Entries from a collection
◆ ◆ ◆ ◆ ◆ ◆ ◆
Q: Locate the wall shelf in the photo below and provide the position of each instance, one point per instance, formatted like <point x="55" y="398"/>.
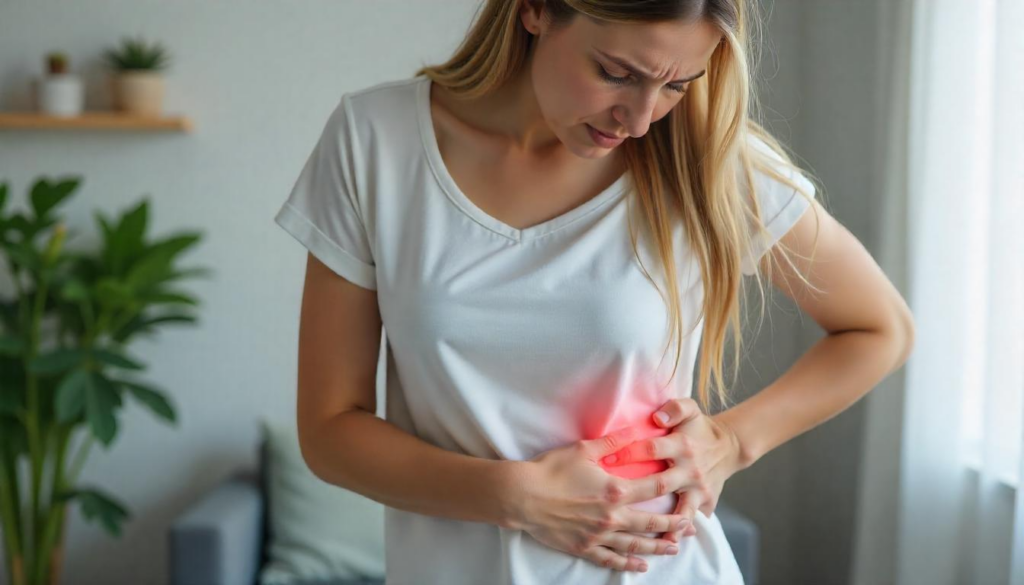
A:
<point x="93" y="121"/>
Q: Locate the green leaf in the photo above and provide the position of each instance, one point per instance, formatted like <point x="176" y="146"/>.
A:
<point x="100" y="400"/>
<point x="10" y="401"/>
<point x="11" y="345"/>
<point x="25" y="255"/>
<point x="114" y="292"/>
<point x="117" y="360"/>
<point x="99" y="506"/>
<point x="13" y="436"/>
<point x="152" y="398"/>
<point x="74" y="290"/>
<point x="57" y="361"/>
<point x="71" y="394"/>
<point x="157" y="262"/>
<point x="45" y="196"/>
<point x="133" y="223"/>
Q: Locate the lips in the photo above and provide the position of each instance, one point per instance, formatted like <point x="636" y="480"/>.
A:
<point x="609" y="135"/>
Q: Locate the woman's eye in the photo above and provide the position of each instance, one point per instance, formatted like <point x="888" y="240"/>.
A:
<point x="624" y="80"/>
<point x="604" y="73"/>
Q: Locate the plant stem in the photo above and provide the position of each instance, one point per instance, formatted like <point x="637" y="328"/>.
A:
<point x="54" y="513"/>
<point x="36" y="453"/>
<point x="12" y="546"/>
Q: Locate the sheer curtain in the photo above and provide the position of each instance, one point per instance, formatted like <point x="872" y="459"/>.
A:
<point x="961" y="512"/>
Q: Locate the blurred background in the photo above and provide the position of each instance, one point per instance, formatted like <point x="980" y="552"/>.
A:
<point x="910" y="112"/>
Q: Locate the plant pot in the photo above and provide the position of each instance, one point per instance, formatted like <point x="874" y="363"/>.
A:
<point x="138" y="92"/>
<point x="59" y="94"/>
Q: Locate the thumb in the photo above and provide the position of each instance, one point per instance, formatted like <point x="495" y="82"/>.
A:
<point x="677" y="412"/>
<point x="611" y="443"/>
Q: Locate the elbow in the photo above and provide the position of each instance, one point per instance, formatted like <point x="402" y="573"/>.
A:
<point x="309" y="447"/>
<point x="903" y="332"/>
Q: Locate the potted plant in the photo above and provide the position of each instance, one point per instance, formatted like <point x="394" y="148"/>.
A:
<point x="137" y="83"/>
<point x="59" y="92"/>
<point x="65" y="370"/>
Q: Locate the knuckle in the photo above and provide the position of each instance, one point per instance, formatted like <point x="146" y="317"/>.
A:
<point x="610" y="442"/>
<point x="634" y="545"/>
<point x="614" y="492"/>
<point x="662" y="486"/>
<point x="686" y="447"/>
<point x="652" y="450"/>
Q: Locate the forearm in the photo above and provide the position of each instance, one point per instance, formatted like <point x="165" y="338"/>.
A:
<point x="828" y="378"/>
<point x="368" y="455"/>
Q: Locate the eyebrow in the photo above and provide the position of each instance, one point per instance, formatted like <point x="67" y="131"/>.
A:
<point x="637" y="72"/>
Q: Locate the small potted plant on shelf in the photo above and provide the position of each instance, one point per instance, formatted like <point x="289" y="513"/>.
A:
<point x="59" y="92"/>
<point x="138" y="82"/>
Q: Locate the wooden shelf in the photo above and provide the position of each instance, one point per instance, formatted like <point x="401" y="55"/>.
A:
<point x="93" y="121"/>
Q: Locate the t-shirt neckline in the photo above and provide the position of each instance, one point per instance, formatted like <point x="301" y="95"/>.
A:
<point x="451" y="189"/>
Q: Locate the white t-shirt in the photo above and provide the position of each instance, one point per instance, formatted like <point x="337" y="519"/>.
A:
<point x="502" y="342"/>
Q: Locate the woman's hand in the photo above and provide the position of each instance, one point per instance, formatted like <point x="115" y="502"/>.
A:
<point x="572" y="504"/>
<point x="698" y="448"/>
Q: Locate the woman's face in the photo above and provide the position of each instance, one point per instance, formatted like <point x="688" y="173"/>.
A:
<point x="570" y="70"/>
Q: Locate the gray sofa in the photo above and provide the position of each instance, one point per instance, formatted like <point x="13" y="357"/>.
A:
<point x="219" y="540"/>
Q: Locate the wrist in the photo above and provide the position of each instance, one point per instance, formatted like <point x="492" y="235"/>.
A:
<point x="513" y="496"/>
<point x="743" y="455"/>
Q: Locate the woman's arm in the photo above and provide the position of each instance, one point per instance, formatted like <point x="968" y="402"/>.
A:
<point x="870" y="335"/>
<point x="366" y="454"/>
<point x="345" y="444"/>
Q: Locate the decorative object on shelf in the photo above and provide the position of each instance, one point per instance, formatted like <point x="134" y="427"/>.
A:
<point x="65" y="374"/>
<point x="59" y="92"/>
<point x="137" y="83"/>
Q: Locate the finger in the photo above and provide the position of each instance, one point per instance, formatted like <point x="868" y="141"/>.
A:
<point x="678" y="411"/>
<point x="629" y="543"/>
<point x="669" y="447"/>
<point x="606" y="557"/>
<point x="674" y="478"/>
<point x="598" y="448"/>
<point x="681" y="510"/>
<point x="673" y="534"/>
<point x="639" y="520"/>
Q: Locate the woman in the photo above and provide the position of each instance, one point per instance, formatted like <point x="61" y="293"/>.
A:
<point x="534" y="223"/>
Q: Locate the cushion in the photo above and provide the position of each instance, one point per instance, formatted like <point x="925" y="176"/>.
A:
<point x="316" y="531"/>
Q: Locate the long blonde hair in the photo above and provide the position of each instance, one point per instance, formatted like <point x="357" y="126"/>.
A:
<point x="687" y="161"/>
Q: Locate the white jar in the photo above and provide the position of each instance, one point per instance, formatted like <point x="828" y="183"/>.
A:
<point x="60" y="94"/>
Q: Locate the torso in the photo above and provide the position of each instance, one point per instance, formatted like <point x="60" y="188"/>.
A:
<point x="518" y="192"/>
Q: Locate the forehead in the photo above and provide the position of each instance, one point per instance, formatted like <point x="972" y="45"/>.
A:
<point x="678" y="46"/>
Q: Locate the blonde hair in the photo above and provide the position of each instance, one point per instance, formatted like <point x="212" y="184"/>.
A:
<point x="687" y="161"/>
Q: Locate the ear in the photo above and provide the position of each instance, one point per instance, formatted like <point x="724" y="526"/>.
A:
<point x="530" y="12"/>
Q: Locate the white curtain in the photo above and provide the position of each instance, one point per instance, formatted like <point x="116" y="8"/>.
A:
<point x="960" y="511"/>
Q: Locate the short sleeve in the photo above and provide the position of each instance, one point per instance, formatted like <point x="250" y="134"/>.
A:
<point x="324" y="210"/>
<point x="780" y="206"/>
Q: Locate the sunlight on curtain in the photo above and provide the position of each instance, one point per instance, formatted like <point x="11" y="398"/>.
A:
<point x="962" y="518"/>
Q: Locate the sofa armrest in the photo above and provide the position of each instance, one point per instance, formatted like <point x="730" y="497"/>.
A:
<point x="744" y="539"/>
<point x="219" y="539"/>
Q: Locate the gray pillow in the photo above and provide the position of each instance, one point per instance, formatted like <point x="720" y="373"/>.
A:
<point x="316" y="530"/>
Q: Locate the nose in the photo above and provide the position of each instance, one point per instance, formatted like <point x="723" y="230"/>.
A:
<point x="636" y="115"/>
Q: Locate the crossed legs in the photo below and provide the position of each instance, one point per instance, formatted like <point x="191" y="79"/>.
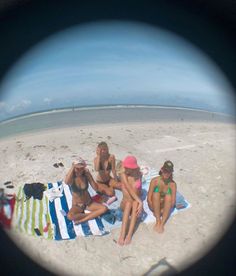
◆ ◆ ◆ ◆ ◆ ◆ ◆
**Goal**: Pull out every line of the entries above that contains the word "below".

**Result of the task**:
Q: Locate the wall shelf in the photo below and provide the position of each instance, one point per instance, formatted like <point x="55" y="398"/>.
Q: Locate the crossed legs in the photo below and provide the position of each instance, one point per instance, formatted like <point x="191" y="79"/>.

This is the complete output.